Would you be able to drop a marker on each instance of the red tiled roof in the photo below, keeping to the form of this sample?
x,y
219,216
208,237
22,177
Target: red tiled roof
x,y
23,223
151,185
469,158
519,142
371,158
==
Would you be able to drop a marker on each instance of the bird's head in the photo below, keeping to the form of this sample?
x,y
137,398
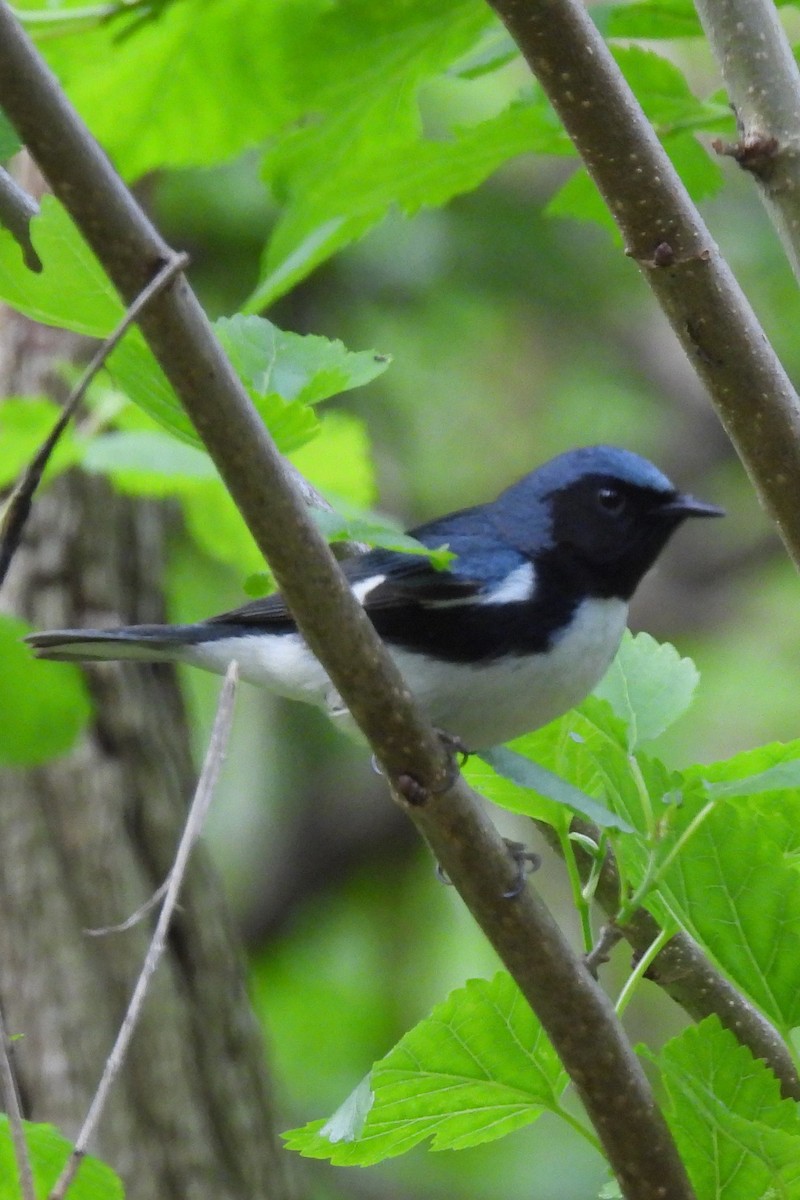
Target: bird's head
==
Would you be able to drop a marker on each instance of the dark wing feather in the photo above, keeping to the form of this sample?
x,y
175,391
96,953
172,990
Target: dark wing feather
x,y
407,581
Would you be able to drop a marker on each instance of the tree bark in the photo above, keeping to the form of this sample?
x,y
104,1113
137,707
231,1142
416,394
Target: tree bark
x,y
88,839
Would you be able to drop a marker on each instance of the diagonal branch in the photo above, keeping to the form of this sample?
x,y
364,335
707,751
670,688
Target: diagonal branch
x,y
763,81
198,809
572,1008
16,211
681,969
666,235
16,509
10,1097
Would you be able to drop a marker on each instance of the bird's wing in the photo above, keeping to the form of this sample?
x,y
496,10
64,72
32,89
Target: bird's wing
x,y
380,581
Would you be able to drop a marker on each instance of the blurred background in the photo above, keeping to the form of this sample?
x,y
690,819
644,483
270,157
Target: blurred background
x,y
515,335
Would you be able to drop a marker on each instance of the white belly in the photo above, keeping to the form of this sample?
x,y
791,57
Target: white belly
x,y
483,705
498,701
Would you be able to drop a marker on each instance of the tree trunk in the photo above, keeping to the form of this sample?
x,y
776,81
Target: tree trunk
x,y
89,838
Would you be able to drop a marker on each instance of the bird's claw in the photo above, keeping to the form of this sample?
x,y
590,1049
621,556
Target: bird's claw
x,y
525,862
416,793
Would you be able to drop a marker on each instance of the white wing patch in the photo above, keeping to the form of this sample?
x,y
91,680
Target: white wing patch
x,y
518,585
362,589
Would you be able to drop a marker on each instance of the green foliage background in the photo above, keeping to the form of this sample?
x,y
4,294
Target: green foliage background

** Given task **
Retype the part of the records that opens with the line containing "the white wing" and closes with the line containing "Target: green foliage background", including both of those lines and keeping every character unchanged.

** Exercise response **
Would you be able to drop a marker on each instance of the white wing patch in the photo above, keeping to the form of this sample?
x,y
91,680
Target: white wing patch
x,y
518,585
362,589
Would you be able to drop a marker on each instance of the green foliage background in the photo above, keeping to the form of this sample?
x,y
4,294
Target: green foliage background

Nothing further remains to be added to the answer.